═════ PASSAGE GIVEN ═════
In their motions, which raise identical arguments, the officers assert that they each used "no more force than necessary to stop Hernandez." Fincher's Motion at 5; Gannon's Motion at 5. Both officers argue, "[t]here is no evidence that Hernandez never resisted arrest. Instead, the evidence shows Hernandez, who was suspected to be involved in a drug transaction, did resist, and did so in a known drug crime area. These factors increased the degree of tension and danger to the officers, given the known connection between drug crimes and violence." Fincher's Motion at 5; Gannon's Motion at 5.

In support of this argument, both Gannon and Fincher submitted affidavits in which they describe the incident. The relevant part of Gannon's affidavit states:

Fincher and I both identified ourselves as peace officers to Mr. Hernandez in a loud voice. Mr. Hernandez turned and waived [sic] to us and then turned around and proceeded to walk northbound. Fincher and I again instructed Mr. Hernandez to stop and identified ourselves as police officers in a loud voice. Mr. Hernandez proceeded to place his right hand in his pocket and fled eastbound on foot. I proceeded to chase Mr. Hernandez on foot and Detective Fincher returned to the vehicle to pursue Mr. Hernandez.
═════
# OBJECTIVE 1
Reproduce verbatim the portion of the passage on the officers' motions from "Fincher and I both" up to and including "pursue Mr. Hernandez.".
# OBJECTIVE 2
Continue the passage on the officers' motions, beginning immediately after its final sentence.
═════ DATASET ENTRIES ═════
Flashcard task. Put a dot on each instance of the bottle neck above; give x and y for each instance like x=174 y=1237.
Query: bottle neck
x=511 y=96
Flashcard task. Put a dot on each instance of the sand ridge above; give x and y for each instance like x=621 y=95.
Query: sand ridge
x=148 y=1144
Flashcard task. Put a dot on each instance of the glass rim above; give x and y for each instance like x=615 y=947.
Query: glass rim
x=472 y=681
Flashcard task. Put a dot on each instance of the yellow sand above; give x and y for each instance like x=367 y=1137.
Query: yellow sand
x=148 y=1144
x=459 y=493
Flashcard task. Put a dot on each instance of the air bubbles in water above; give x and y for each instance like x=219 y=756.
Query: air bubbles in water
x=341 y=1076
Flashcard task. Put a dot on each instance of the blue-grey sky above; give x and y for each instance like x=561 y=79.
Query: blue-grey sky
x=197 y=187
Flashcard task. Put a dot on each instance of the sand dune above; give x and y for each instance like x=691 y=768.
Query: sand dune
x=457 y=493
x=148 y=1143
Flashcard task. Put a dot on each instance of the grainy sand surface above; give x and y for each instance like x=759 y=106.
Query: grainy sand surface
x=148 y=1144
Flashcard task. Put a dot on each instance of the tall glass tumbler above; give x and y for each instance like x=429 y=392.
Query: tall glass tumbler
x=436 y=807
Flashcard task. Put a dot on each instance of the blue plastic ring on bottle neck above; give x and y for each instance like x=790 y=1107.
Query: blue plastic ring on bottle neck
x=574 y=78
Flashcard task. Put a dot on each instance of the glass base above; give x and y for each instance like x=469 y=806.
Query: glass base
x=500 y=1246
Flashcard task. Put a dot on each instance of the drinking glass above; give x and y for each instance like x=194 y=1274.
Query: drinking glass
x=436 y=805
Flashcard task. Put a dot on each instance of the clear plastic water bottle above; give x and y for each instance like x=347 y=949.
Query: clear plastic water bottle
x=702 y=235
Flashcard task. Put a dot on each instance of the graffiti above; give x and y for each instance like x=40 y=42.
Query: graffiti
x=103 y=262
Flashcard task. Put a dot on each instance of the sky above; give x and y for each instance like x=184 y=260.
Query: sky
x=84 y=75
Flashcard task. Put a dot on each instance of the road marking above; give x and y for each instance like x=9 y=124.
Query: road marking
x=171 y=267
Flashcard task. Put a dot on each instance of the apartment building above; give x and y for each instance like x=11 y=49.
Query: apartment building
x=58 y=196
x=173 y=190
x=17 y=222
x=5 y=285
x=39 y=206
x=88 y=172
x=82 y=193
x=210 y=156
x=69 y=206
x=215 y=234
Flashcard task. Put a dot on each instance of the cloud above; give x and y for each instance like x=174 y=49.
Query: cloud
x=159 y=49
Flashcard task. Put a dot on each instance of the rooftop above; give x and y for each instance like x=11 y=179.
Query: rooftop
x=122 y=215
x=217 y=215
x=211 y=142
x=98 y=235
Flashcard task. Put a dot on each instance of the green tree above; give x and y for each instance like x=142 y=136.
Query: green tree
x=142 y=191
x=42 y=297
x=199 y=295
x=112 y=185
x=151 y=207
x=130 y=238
═════
# EXERCISE RESULT 1
Fincher and I both identified ourselves as peace officers to Mr. Hernandez in a loud voice. Mr. Hernandez turned and waived [sic] to us and then turned around and proceeded to walk northbound. Fincher and I again instructed Mr. Hernandez to stop and identified ourselves as police officers in a loud voice. Mr. Hernandez proceeded to place his right hand in his pocket and fled eastbound on foot. I proceeded to chase Mr. Hernandez on foot and Detective Fincher returned to the vehicle to pursue Mr. Hernandez.

# EXERCISE RESULT 2
Mr. Hernandez ran approximately 200 yards east of the location into a wooded field with very high grass. Mr. Hernandez stumbled and fell, and I was able to catch up to Mr. Hernandez. Mr. Hernandez immediately placed his left arm under him, and I believed that he could be reaching for a weapon in his waistband. Mr. Hernandez struggled with me, kicking and refusing to give his left arm, as I was attempting to get his left arm out from under him. Detective Fincher approached a short time later and as he approached he was kicked by Mr. Hernandez. Detective Fincher attempted to assist me by getting Mr. Hernandez's left arm out from under his body, however, [Hernandez] continued to resist by kicking and struggling with us. Mr. Hernandez refused to give his left arm up from underneath his body, and therefore, Detective Fincher struck Mr. Hernandez twice in the back of the left shoulder area in an attempt to get Mr. Hernandez to remove his arm from underneath him.
Detective Fincher was finally able to gain control of Mr. Hernandez's left arm and cuffed Mr. Hernandez behind his back.

Affidavit of Bradley W. Gannon ("Gannon's Affidavit") ¶¶ 4-6, Gannon's Appendix at 2-3.

Fincher's affidavit provides the following description of the incident:

Sgt. Gannon gave chase on foot. I followed in the unmarked patrol vehicle. The male ran into a high grassy area, began to stumble, and fell. Sgt. Gannon was right behind him and went down with him. I jumped out of the vehicle and ran to help Sgt. Gannon. As I got closer, I could see that the male was face down and struggling with Sgt. Gannon. The man began kicking at me, and was moving his left arm under his body.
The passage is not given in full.